═════ Quoted passage ═════

Regan pled no contest.  At sentencing the court ordered Regan to provide a DNA sample and pay a $250 DNA surcharge under Wis. Stat. § 973.046(1r).   As grounds for ordering Regan to pay the DNA surcharge, the court stated, “The law changed effective January 1, 2014.  And the surcharge of $250 is mandatory.  And that surcharge is ordered.”   The crimes of conviction, which Regan committed in August 2013, were not crimes subject to a mandatory DNA surcharge under the law at the time Regan committed the crimes.  Regan was sentenced in January 2014.

Wisconsin Stat. § 973.046(1r) (through January 1, 2015)[2] was amended by 2013 WI Act 20, § 2355, to make mandatory the DNA surcharge for a felony conviction.  The mandatory DNA surcharge was made applicable to sentences imposed on or after January 1, 2014.  2013 WI Act 20, § 9426(1)(am).

═════

◆ Exercise ◆
Repeat the sentencing passage, starting at the words "Regan pled no" and stopping after "in January 2014.", and switch "surcharge" to "fee" each time it appears.

═════ Data shown ═════

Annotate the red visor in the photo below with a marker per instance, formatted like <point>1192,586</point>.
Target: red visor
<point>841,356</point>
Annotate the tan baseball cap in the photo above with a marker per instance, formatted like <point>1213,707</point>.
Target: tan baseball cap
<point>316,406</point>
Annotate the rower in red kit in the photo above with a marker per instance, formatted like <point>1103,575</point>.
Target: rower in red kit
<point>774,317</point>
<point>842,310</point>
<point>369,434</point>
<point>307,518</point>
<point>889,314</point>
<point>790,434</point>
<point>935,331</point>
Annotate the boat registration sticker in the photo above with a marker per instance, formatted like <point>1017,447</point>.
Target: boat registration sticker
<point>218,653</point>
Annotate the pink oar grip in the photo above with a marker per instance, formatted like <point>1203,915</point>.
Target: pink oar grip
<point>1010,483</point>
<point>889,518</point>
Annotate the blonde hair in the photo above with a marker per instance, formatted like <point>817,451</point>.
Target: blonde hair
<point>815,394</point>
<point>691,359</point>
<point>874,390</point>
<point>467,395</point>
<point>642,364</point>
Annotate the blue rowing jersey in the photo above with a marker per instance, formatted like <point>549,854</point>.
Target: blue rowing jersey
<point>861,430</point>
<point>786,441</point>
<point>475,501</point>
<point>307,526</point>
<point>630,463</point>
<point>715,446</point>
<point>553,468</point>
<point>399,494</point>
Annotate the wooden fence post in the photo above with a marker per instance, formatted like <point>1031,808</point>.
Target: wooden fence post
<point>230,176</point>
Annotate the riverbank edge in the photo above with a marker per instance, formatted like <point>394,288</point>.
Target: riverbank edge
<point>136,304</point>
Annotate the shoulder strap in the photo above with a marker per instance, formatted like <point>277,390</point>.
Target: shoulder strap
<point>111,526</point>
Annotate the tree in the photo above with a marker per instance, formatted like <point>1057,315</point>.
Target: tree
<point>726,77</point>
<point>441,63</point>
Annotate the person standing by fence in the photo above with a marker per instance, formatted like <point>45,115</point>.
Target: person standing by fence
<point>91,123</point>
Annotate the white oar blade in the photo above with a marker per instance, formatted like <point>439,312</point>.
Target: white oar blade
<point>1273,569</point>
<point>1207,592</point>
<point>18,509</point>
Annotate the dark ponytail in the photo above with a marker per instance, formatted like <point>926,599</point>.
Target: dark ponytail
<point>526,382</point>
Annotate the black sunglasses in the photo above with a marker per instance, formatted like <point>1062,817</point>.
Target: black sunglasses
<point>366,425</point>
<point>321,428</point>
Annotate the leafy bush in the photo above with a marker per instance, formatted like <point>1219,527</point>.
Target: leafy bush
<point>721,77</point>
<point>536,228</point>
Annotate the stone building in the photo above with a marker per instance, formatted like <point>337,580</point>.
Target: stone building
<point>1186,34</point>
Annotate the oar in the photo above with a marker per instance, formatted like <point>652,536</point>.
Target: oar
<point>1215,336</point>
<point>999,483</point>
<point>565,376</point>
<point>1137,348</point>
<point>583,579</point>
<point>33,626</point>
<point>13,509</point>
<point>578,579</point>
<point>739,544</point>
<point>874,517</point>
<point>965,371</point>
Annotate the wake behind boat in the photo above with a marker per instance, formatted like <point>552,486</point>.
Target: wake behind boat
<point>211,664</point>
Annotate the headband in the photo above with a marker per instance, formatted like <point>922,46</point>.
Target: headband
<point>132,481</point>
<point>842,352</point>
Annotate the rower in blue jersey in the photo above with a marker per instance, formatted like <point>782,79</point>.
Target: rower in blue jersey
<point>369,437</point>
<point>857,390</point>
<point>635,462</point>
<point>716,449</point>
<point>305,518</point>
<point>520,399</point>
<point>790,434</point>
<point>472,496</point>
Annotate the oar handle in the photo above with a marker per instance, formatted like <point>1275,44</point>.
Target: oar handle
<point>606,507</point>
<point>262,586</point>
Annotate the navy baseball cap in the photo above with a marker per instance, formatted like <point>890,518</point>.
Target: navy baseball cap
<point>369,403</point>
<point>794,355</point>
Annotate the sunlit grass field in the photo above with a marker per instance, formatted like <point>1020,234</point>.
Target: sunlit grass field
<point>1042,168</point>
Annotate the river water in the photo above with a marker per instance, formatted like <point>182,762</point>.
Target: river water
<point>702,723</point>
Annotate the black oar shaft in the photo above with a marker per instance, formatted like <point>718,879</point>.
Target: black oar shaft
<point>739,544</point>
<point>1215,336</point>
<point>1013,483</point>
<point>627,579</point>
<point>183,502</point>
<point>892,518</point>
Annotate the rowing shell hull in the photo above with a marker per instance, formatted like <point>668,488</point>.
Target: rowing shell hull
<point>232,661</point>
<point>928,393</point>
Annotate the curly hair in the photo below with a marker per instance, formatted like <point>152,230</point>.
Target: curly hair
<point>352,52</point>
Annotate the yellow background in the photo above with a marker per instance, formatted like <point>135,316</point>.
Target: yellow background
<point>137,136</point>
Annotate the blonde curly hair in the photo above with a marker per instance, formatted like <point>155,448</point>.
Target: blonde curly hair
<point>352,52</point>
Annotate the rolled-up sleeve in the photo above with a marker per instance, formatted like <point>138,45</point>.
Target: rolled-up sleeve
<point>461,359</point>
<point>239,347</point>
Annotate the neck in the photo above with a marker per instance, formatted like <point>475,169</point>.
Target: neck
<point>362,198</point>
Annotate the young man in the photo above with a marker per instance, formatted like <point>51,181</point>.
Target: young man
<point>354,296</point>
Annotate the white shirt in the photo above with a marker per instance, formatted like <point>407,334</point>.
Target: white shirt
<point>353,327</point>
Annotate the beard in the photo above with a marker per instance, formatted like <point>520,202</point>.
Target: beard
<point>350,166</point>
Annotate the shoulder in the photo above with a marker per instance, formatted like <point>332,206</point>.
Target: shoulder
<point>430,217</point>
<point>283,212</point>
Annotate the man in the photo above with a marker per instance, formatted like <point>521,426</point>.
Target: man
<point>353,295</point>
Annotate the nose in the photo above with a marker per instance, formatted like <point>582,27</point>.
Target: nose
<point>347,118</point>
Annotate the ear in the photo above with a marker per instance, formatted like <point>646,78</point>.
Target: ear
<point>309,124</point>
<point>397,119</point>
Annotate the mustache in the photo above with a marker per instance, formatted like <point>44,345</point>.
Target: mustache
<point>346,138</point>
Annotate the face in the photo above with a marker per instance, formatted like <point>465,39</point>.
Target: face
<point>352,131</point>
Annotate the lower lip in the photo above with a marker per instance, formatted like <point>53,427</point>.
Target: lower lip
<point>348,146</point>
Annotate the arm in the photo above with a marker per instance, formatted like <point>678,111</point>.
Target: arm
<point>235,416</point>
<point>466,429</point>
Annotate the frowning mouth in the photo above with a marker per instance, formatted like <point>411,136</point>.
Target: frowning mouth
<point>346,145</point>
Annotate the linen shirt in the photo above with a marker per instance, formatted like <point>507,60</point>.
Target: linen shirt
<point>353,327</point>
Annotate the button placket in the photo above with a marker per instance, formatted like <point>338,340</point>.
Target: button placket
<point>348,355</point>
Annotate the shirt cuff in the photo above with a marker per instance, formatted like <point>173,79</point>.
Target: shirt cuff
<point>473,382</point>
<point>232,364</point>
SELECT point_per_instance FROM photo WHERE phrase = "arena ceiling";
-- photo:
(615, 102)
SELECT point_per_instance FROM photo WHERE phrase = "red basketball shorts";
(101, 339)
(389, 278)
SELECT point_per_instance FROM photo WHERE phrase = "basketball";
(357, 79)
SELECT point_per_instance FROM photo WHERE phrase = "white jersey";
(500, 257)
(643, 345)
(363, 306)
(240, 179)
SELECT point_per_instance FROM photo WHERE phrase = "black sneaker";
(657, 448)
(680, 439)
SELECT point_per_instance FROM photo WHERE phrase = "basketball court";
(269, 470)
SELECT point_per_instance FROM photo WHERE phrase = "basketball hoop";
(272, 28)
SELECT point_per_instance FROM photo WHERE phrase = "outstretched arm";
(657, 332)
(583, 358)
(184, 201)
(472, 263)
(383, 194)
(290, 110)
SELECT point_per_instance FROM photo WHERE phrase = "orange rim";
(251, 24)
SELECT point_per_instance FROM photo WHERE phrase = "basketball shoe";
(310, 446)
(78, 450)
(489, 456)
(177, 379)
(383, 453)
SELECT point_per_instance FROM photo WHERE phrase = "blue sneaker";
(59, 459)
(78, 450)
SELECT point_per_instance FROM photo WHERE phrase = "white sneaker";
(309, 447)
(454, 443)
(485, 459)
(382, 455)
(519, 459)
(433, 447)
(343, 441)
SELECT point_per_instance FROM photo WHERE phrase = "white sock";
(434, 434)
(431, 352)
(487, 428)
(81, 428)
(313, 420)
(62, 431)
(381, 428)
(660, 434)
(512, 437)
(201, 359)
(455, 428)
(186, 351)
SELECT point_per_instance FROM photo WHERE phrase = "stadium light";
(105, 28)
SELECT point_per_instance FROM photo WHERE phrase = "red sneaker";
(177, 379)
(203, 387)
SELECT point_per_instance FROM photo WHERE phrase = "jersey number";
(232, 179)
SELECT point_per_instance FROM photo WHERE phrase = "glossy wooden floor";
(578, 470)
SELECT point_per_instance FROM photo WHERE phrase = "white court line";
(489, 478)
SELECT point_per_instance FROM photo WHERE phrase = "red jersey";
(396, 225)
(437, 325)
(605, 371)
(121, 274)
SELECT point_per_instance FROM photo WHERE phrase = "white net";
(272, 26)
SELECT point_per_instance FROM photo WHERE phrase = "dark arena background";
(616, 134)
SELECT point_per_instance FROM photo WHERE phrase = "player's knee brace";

═════

◆ Solution below ◆
Regan pled no contest.  At sentencing the court ordered Regan to provide a DNA sample and pay a $250 DNA fee under Wis. Stat. § 973.046(1r).   As grounds for ordering Regan to pay the DNA fee, the court stated, “The law changed effective January 1, 2014.  And the fee of $250 is mandatory.  And that fee is ordered.”   The crimes of conviction, which Regan committed in August 2013, were not crimes subject to a mandatory DNA fee under the law at the time Regan committed the crimes.  Regan was sentenced in January 2014.